- **Your goal**
Your answer must consist of the records exactly as given, with no pictures included.

Point localization data:
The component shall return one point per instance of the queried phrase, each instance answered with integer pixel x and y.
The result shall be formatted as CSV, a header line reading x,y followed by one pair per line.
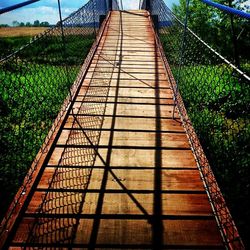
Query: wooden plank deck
x,y
122,174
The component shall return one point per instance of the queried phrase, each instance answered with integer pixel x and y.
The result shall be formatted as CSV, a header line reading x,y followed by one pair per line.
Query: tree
x,y
15,23
44,24
36,23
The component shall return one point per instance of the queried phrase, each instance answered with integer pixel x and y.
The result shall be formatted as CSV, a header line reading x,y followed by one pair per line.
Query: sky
x,y
46,10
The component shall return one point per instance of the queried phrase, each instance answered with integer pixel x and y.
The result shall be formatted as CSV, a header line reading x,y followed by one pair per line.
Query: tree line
x,y
36,23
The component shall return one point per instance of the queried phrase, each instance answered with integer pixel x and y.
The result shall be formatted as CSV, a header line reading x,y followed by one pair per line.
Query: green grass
x,y
33,87
217,100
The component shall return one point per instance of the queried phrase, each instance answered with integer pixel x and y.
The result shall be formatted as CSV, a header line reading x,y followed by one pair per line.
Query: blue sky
x,y
46,10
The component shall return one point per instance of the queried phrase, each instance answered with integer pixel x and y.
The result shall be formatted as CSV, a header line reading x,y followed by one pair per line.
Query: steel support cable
x,y
181,56
205,76
72,18
228,9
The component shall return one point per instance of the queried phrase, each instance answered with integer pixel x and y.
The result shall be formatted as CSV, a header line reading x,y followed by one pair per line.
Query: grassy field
x,y
21,31
217,100
34,83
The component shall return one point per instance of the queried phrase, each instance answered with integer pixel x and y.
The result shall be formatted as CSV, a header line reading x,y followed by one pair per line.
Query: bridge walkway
x,y
121,173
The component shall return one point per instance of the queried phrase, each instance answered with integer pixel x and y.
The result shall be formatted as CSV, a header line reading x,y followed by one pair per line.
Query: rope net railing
x,y
216,96
35,80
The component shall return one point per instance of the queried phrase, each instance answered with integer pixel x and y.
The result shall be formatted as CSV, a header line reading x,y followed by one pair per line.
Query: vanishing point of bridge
x,y
120,172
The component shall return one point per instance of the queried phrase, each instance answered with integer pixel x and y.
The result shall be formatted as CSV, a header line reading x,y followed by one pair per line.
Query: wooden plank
x,y
144,160
147,158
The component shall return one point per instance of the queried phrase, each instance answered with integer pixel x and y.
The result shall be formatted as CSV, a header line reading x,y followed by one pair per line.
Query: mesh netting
x,y
216,96
35,80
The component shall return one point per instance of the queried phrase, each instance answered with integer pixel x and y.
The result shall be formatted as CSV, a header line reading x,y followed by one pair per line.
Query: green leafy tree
x,y
15,23
36,23
44,24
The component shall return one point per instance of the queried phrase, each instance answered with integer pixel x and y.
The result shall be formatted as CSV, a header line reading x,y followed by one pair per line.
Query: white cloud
x,y
42,13
130,4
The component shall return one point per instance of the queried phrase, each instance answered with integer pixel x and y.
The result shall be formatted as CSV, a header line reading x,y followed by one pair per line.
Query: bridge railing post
x,y
110,5
148,5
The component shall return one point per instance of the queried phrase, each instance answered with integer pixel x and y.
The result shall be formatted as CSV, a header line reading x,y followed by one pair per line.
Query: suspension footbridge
x,y
119,169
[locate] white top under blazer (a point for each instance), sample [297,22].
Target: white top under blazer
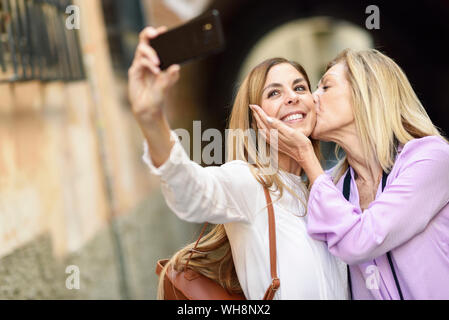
[229,194]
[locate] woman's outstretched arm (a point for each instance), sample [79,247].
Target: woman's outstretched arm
[194,193]
[147,88]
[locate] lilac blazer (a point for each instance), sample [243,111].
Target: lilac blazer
[410,218]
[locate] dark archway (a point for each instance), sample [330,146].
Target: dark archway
[413,34]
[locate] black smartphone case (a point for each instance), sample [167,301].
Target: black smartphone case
[196,39]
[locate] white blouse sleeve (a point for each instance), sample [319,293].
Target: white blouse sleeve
[212,194]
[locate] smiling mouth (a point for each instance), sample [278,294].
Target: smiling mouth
[297,116]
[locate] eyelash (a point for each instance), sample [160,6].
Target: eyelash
[271,93]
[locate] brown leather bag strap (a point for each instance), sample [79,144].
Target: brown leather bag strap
[196,245]
[275,282]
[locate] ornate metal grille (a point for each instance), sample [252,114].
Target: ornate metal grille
[35,43]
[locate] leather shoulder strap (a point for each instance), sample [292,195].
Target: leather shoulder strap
[275,282]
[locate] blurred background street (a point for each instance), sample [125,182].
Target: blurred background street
[73,187]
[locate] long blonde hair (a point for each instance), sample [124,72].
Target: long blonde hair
[386,110]
[213,257]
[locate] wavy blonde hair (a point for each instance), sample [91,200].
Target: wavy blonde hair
[213,257]
[386,109]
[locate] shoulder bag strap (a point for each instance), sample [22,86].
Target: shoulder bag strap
[346,193]
[275,282]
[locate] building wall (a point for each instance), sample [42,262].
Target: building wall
[73,188]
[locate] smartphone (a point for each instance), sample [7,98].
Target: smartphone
[196,39]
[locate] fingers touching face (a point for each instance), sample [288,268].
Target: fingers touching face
[286,96]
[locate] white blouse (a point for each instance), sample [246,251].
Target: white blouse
[230,195]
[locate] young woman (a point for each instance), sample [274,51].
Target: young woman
[393,230]
[232,195]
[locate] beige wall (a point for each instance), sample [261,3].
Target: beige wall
[73,188]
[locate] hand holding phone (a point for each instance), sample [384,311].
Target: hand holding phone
[196,39]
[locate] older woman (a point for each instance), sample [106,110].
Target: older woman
[391,223]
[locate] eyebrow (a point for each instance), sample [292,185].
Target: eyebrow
[323,77]
[276,85]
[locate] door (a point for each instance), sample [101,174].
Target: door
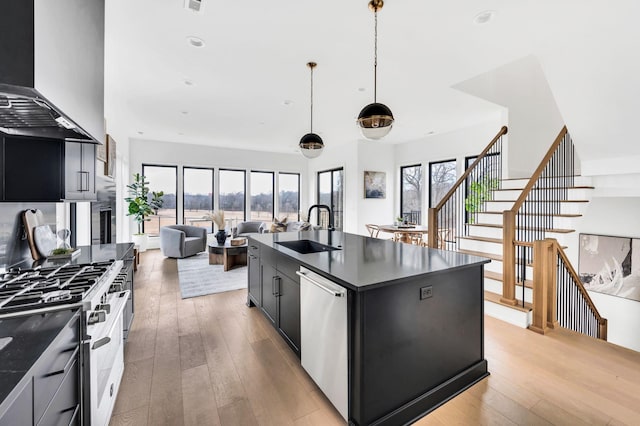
[269,294]
[289,310]
[254,279]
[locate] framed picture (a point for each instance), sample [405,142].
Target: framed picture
[375,185]
[110,165]
[101,151]
[610,265]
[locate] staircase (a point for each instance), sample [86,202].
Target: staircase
[485,239]
[524,227]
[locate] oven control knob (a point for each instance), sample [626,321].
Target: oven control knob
[97,316]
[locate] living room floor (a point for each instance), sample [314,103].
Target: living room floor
[211,360]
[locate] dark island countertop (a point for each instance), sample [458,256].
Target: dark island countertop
[30,337]
[88,254]
[364,263]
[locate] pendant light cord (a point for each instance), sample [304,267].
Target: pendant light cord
[311,100]
[375,57]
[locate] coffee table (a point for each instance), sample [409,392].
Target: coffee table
[227,255]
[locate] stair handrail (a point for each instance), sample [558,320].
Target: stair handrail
[513,233]
[436,238]
[553,273]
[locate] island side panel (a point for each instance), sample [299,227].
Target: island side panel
[404,346]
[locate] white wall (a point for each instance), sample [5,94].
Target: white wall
[534,117]
[616,216]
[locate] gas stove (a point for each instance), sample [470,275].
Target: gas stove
[41,288]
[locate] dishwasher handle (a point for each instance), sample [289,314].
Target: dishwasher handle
[336,293]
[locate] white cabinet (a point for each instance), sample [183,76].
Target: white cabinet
[80,171]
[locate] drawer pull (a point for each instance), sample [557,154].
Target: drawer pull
[67,365]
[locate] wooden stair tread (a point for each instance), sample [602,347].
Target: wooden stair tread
[495,298]
[496,226]
[542,189]
[537,214]
[498,277]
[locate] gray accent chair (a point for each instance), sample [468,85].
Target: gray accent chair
[244,229]
[182,240]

- **Reply**
The component shall return one point per instance of the queried phrase, each instance answered with integer pixel x and y.
The result shall be formatted as CSV, a header line reading x,y followed by one pair per line.
Query: wooden plank deck
x,y
122,174
The component shall return one point per instance of the queried phrase, each instance answered with integer pixel x and y.
The result shall be formatted as CSV, a header line reading x,y followed by one pair per line.
Query: tree
x,y
15,23
44,24
36,23
The component shall return one point per instance of the queried phrase, each instance answered with integer pixel x and y.
The result shall be formatted as CSV, a header line reading x,y followed by one pair per line.
Query: sky
x,y
46,10
The component shall return one point per instance of the queried phrase, each instance answered with integer pixel x and y.
The result shall be formatted as CSV, a header line reading x,y followed by one pair per line.
Query: tree line
x,y
36,23
The component shall return one point per instance of the queried phrase, each instance answered with integer pixel x and y.
The result shall be formatted as CSV, a header line reading x,y followed by one pair per line.
Query: green grass
x,y
33,87
217,100
The component shall return one point per instance of the queried phrase, each instance answered with integer pixel x and y.
The result shall be formatted as CSV, a header line reading x,y followed by one pair per line.
Query: blue sky
x,y
46,10
The component shall return one point per instance of the queried phrase, each instance answered with integer pixel x and y.
The result shall be formatted as CSV, a header line reading x,y followed by one pair per line.
Query: steel support cable
x,y
181,56
205,76
72,18
228,9
The component shall return one point per instance of the queried phrase, each instance answered with integer pixel x and y.
The result shall be formatted as CSV, a header line reading x,y followed by one pair per line.
Query: grassy field
x,y
21,31
217,100
34,83
The component shall return one point per instance of the queried phrase, each instance answered with integer pixel x and y.
The result shall be formatted as CSV, a header line reading x,y followed by one pair per line.
Query: bridge walkway
x,y
121,173
The component shall return one point per instance of the queried phrase, each instance answered with integer pixel x and y.
The result shall be formatted as CSV, a header line reading x,y followed by one pair per line.
Query: rope net railing
x,y
216,96
35,80
The component shall return one point per instance of the queried phrase, each instance answered with integer pixel x and y.
The result shall be formatted as CSV, a header line reading x,y followed by one pair per line.
Query: vanishing point of bridge
x,y
120,172
The component shall return one point per instance of the queried phrase, each instance answered with integer pixel x and y.
The result shall be formatted as CSV, a header line reading x,y followed by one pair per line.
Query: wooden plank
x,y
144,160
147,158
The component shall return one point per instance of the queried phrase, each instance answered with integer pixel x and y.
The result shall be formatted as CSV, a header line reading x,y followed by one pair per line.
Query: mesh netting
x,y
216,96
35,80
The component shall return one point per instance of the queried phrase, each instance answered with integer pixel x and y.
The result shall be formatted as CSV, a header line reading x,y followed by one pair per line.
Query: green leafy tree
x,y
15,23
36,23
44,24
The component shall return one point per instance of the queried phrase, each instance answered with integer pixel x and y.
The result shall be formatted as CSV, a header line reading x,y followed by one pair per line.
Query: white cloud
x,y
42,13
130,4
The component shall return one point per instance of the queried phrase, each instance answered with integer pixel x and y.
The result shall be formatted as CSV, a header line reading x,y followed by one pair per line.
Query: bridge railing post
x,y
110,5
148,5
The component shall return one point per instance of the queried phrase, each instance answered with integer pixel x and y.
The result shall be formatted as CSV, a header line reading x,y followed by one pair per line.
Query: suspension footbridge
x,y
119,169
[locate] white top under blazer (a point for each instance), sample [297,22].
Target: white top under blazer
[229,194]
[locate] woman's outstretched arm (a point for each instance), sample [79,247].
Target: woman's outstretched arm
[194,193]
[147,88]
[locate] lilac blazer (a point for each instance), sample [243,111].
Target: lilac blazer
[410,218]
[locate] dark archway (a point for each instance), sample [330,146].
Target: dark archway
[413,34]
[locate] black smartphone case (a point for each instance), sample [167,301].
Target: black smartphone case
[196,39]
[locate] white blouse sleeve (a point for each instance), sample [319,293].
Target: white blouse sleeve
[212,194]
[locate] smiling mouth (a point for each instance), sample [278,294].
Target: smiling mouth
[297,116]
[locate] eyelash (a point for each instance), sample [160,6].
Target: eyelash
[271,93]
[locate] brown leather bag strap (a point for each instance), sample [79,144].
Target: brown leather bag strap
[196,245]
[275,282]
[locate] ornate metal grille (a point for each instance), sample [252,114].
Target: ornate metal grille
[35,43]
[locate] leather shoulder strap (a point for each instance), sample [292,195].
Target: leather shoulder strap
[275,282]
[locate] blurred background street (a point for each instance), sample [125,182].
Target: blurred background street
[73,187]
[locate] long blonde hair (a point for each instance), sample [124,72].
Target: long blonde hair
[386,110]
[213,257]
[locate] wavy blonde hair (a point for each instance), sample [91,200].
Target: wavy blonde hair
[213,257]
[386,109]
[locate] shoulder bag strap (a point for each instance), sample [22,86].
Target: shoulder bag strap
[346,193]
[275,282]
[locate] building wall (a point for each instance), sample [42,262].
Target: building wall
[73,188]
[locate] smartphone (a point for each instance), sample [7,98].
Target: smartphone
[196,39]
[locate] fingers touching face (a point for each instance), sample [288,268].
Target: fingers touching face
[286,96]
[locate] white blouse (a point for each instance), sample [246,251].
Target: white blouse
[230,195]
[locate] young woman (a point for each instance), sample [274,51].
Target: young woman
[393,230]
[232,195]
[locate] beige wall (a point for each instance), sample [261,3].
Target: beige wall
[73,188]
[locate] hand holding phone (a point for each instance), sample [384,311].
Target: hand holding phone
[196,39]
[locate] older woman (a point for each instance), sample [106,110].
Target: older woman
[391,223]
[locate] eyebrow (a point for each instance), sample [292,185].
Target: eyebrow
[323,77]
[276,85]
[locate] door (a point for each instance), sample [101,174].
Target: door
[269,294]
[289,310]
[254,279]
[locate] framed picture (a point for each instance), sample [405,142].
Target: framed picture
[375,185]
[110,165]
[101,151]
[610,265]
[locate] staircase (a point for each instance), sample [86,202].
Target: staircase
[485,239]
[524,227]
[locate] oven control knob (a point for each instance), sample [626,321].
Target: oven control knob
[97,316]
[locate] living room floor (a point for each instance), sample [314,103].
Target: living room floor
[211,360]
[locate] dark island countertop (a point for each instance), sample [458,256].
Target: dark island countertop
[30,337]
[88,254]
[364,263]
[locate] pendant light cord (a point for each instance), sample [304,267].
Target: pendant light cord
[311,100]
[375,57]
[locate] coffee table (a point for each instance), sample [409,392].
Target: coffee table
[227,255]
[locate] stair handrail (a point for each instance), sample [558,320].
Target: stair handrail
[513,233]
[436,238]
[553,273]
[locate] island side panel (a point for each instance), sample [299,227].
Target: island side panel
[404,346]
[locate] white wall (a point for each instance), sample [5,94].
Target: white wall
[534,117]
[616,216]
[locate] gas stove (a point for each instance), sample [470,275].
Target: gas stove
[41,288]
[locate] dishwasher handle (a point for each instance), sample [289,314].
Target: dishwasher handle
[336,293]
[locate] white cabinet (a point for each instance), sample [183,76].
Target: white cabinet
[80,171]
[locate] drawer pull (a point for each instance), sample [557,154].
Target: drawer pull
[67,365]
[locate] wooden stair tread (a point for each instance), sample [602,347].
Target: wooden stair tread
[495,298]
[496,226]
[542,189]
[537,214]
[498,277]
[locate] gray accent chair (a point for each instance), sample [468,85].
Target: gray accent chair
[244,229]
[182,240]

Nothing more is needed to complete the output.